*** Material for this task ***
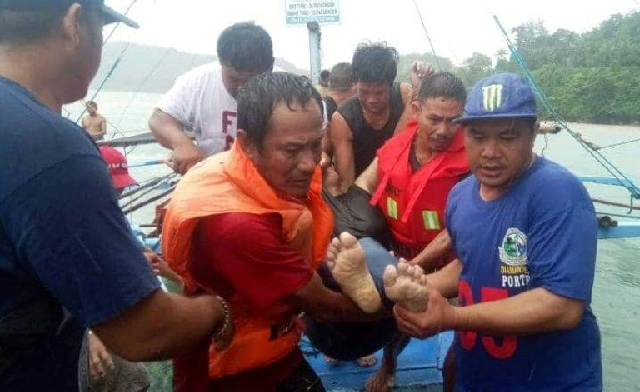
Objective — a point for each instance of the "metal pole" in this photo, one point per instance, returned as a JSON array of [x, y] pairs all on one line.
[[314, 51]]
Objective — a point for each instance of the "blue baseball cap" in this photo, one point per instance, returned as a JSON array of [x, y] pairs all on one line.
[[502, 95], [109, 15]]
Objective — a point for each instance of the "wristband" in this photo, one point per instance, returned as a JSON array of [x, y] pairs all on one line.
[[227, 319]]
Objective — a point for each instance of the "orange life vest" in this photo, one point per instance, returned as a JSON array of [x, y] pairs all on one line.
[[414, 202], [229, 182]]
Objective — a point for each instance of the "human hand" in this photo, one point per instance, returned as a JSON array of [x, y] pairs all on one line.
[[160, 267], [439, 316], [100, 361], [184, 157]]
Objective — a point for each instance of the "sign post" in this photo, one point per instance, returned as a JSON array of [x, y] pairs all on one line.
[[312, 13]]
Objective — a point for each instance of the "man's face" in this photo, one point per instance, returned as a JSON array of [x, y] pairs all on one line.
[[435, 116], [499, 150], [233, 79], [291, 150], [374, 96]]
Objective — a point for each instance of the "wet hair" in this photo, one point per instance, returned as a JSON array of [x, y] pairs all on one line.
[[341, 78], [260, 96], [246, 47], [324, 77], [443, 85], [23, 27], [28, 26], [375, 62]]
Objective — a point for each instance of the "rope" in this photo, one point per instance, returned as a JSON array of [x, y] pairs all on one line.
[[104, 81], [113, 30], [148, 201], [142, 194], [143, 82], [426, 32], [623, 180], [149, 184], [619, 144], [93, 98]]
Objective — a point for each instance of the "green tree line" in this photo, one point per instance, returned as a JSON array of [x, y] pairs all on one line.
[[590, 77]]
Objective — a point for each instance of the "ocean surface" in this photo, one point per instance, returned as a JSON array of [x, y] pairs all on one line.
[[616, 293]]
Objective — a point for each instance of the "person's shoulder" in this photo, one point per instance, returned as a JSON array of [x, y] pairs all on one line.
[[201, 72], [554, 187]]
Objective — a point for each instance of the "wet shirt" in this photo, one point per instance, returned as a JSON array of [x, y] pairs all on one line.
[[367, 140], [199, 101], [251, 263], [63, 242], [541, 233]]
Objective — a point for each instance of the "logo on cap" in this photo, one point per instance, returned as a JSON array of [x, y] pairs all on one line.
[[492, 97]]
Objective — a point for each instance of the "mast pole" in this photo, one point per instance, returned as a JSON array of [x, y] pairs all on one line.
[[314, 51]]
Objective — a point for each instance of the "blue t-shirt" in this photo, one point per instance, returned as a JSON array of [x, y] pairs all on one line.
[[541, 233], [62, 237]]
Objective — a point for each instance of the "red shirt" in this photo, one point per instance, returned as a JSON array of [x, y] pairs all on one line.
[[243, 255]]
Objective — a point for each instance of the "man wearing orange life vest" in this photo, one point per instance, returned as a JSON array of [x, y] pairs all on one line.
[[251, 225], [410, 180]]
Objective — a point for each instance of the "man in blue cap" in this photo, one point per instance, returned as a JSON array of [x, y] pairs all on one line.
[[68, 260], [524, 229]]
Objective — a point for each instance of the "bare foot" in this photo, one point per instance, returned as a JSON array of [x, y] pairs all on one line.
[[348, 264], [367, 361], [406, 285], [382, 381]]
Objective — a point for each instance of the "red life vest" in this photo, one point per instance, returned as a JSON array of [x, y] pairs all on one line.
[[229, 182], [414, 202]]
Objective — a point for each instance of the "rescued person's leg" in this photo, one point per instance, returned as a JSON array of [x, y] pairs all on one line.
[[347, 261]]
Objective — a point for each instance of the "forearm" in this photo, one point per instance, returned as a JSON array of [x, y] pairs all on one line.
[[162, 326], [167, 131], [446, 280], [437, 249], [531, 312]]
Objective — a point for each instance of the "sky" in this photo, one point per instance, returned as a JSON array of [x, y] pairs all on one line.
[[457, 27]]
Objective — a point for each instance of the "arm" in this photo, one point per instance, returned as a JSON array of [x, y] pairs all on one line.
[[435, 251], [161, 326], [561, 259], [329, 306], [342, 143], [408, 110], [270, 261], [534, 311], [168, 132], [100, 273], [368, 180]]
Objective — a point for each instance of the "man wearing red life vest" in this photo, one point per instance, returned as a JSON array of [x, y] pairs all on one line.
[[410, 180], [251, 225]]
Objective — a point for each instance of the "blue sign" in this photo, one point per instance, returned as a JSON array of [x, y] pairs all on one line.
[[303, 11]]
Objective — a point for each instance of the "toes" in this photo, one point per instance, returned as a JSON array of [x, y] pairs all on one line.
[[390, 276], [402, 268], [335, 243], [347, 240]]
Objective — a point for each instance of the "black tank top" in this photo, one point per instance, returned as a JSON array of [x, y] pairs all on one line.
[[366, 140]]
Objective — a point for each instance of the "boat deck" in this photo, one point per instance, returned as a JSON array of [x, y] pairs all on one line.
[[419, 366]]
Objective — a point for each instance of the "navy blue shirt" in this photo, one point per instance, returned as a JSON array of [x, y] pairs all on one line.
[[62, 237], [542, 233]]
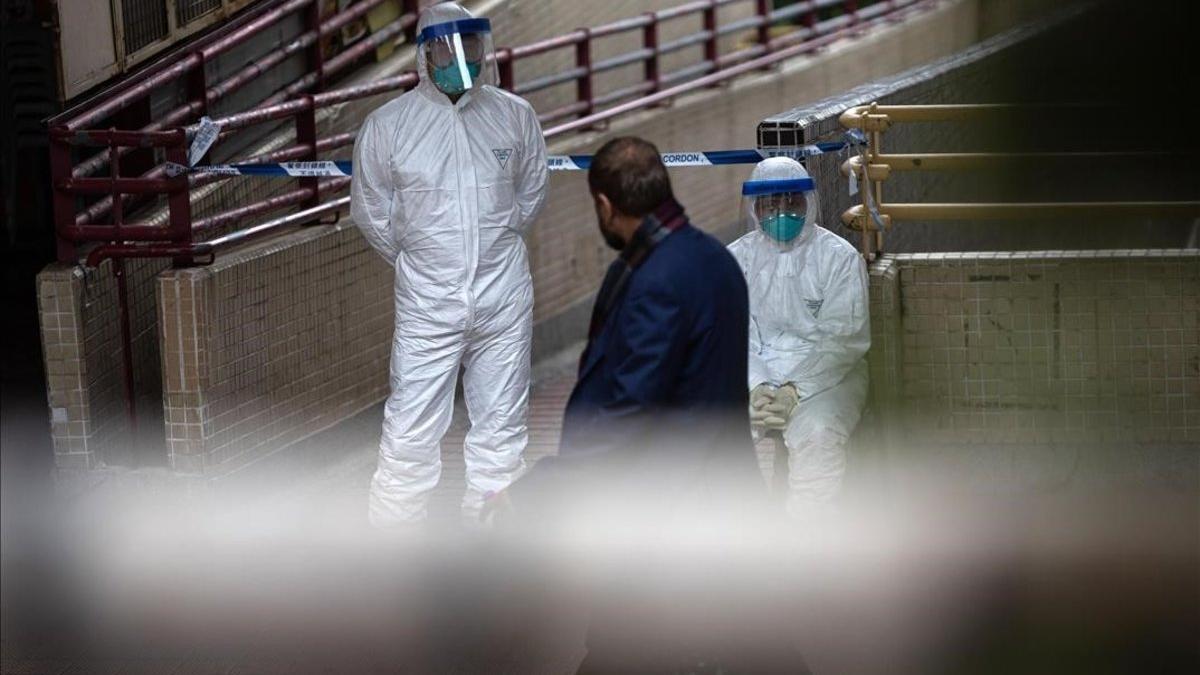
*** End of Material for this task ***
◆ **Prompt**:
Print all the lines above again exactly, without any pictures.

◆ **Task response**:
Objective — a point for each instance of the "metal pole" in this photo, one point per instance, returned as a JSON array of [x, y] pairs all on one line.
[[314, 51]]
Objective — a point for each instance of the "blue baseball cap" in this photo, one point per instance, returned as a JSON array of [x, y] pairs all on one line.
[[502, 95], [109, 15]]
Objective — a point for each instance of the "wristband" in this photo, one point per instance, returned as a JSON array of [x, y] pairs all on one line.
[[227, 319]]
Objective — a point for each instance of the "orange life vest" in this photo, one point per instance, returned as a JSON array of [x, y] pairs all on one line.
[[414, 202], [229, 182]]
Objective — a point for each instance of the "human hand" in this photo, one point per instance, returned as a JSON array of [x, y] pairs all on one line.
[[160, 267], [439, 316], [100, 361], [184, 157]]
Objective — a point for each instance of the "sign post" in this photo, one point per instance, returned as a JSON array of [x, y] pairs all on one line.
[[312, 13]]
Objective — a point for each instance of the "man's face" in this photo, one point per instance, returned as a JSON array of [x, y] pairs all on one line.
[[435, 116], [499, 150], [233, 79], [291, 150], [374, 96]]
Objective — a point for each instance of the "wet hair" in this photo, one point per instance, returned as a JSON array of [x, y] pairs all on one line.
[[341, 78], [260, 96], [246, 47], [324, 77], [443, 85], [23, 27], [28, 26], [375, 62]]
Objective — a point for each instance of the "rope" in this photo, one point per instance, returned as a JSON array of [x, y] pairs all on one line.
[[104, 81], [113, 30], [148, 201], [142, 194], [143, 82], [426, 32], [623, 180], [149, 184], [619, 144], [93, 98]]
Objective — a point for each instance of the "green tree line" in this photo, one point per instance, returned as a JSON array of [x, y] pairs all on one line.
[[590, 77]]
Objective — a point for each instance of the "ocean surface" in this photo, one point per instance, returned as a JSON array of [x, y] pairs all on one line.
[[616, 293]]
Objective — a point for each instance of the "person's shoulder" in this photo, one point per instance, returned as a JSON array of [x, y] pairs all on one line.
[[201, 72], [554, 187]]
Objective — a point for each instance of the "wet shirt" in this photo, one point per instance, returned as a JSON array of [x, y] pairs all on one line.
[[367, 140], [199, 101], [251, 263], [63, 242], [541, 233]]
Objective — a point for each instance of the "logo on cap" in this photo, one point per instance, returned as a JSON array of [x, y] pairs all on one line.
[[492, 97]]
Objective — a point for each instance of the "mast pole" in this photo, one point per instance, returned as a JSON array of [x, y] pairs all on one line.
[[314, 51]]
Objective — a point for each instance of the "blue t-shirt" in this photo, one point per instance, returned as a JSON array of [x, y] pairs all on one line.
[[541, 233], [62, 237]]
Objective — a point for each instance of the "red shirt" in this photo, one point per instance, returned as a JSON array of [x, y] pairs all on one line.
[[243, 255]]
Objective — a point for each instance of the "man wearing orange life vest" in this photo, one point per instance, returned as a JSON array of [x, y] pairs all on one line.
[[251, 225], [410, 180]]
Objective — a point for each instance of the "man in blue cap" in this photo, one point per instance, returned as a JSON array of [x, y] pairs all on one line.
[[68, 260], [524, 229]]
Objective — a point for each instance of the "bare foot" in this photo, one point per instance, returned as a JSON array of [x, y] pairs all on one line.
[[348, 264], [367, 361], [406, 285], [382, 381]]
Objective — a point for each instance of the "red life vest" in this photo, one point per instance, returned as a JSON array of [x, y] pairs all on one line.
[[229, 182], [414, 202]]
Objective — a point for each instance of the "rescued person's leg" in this photo, one point per instance, returned as a JSON array of [x, y] pairs all on one line.
[[347, 261]]
Objective — a point for each instance of the "forearm" in this photo, one point per instance, returned as a JSON array of [x, y] pairs all on one line.
[[162, 326], [167, 131], [446, 280], [437, 249], [531, 312]]
Objective — a point for each instance of the "sky" in this photo, one point per instance, returned as a JSON array of [x, y] pairs all on one line.
[[457, 27]]
Objective — a point for each instance of the "arm" in this photo, one point per instance, returned as a JSON array of [x, y] pairs all on one line.
[[435, 251], [161, 326], [561, 259], [329, 306], [342, 143], [408, 110], [270, 261], [534, 311], [168, 132], [100, 273], [368, 180]]
Objective — a point for each instance of the "man wearing red life vest" in this photo, one point per instance, returned as a JSON array of [x, y] pairs all on one line.
[[410, 180], [251, 225]]
Objective — a point for each instance of the "blue sign" in this photo, one point per instance, returned as a JSON array of [x, y] pairs all on one line.
[[303, 11]]
Objective — a point for each instance of the "toes" in this photo, one point per instance, returned as a JSON array of [x, y] pairs all on one line.
[[390, 276], [402, 268], [335, 243], [347, 240]]
Objective — a point for each instance of the "black tank top" in this photo, one point per instance, returned as a JSON array of [x, y] pairs all on one line.
[[366, 140]]
Objective — a point for each instance of the "boat deck" in this photo, one point per instance, returned as a JSON array of [x, y] pairs all on one line.
[[419, 366]]
Objective — a point for each instance of the "navy blue shirt" in this photo, one point per instance, returned as a JSON array of [x, y] pairs all on one line.
[[62, 237], [542, 233]]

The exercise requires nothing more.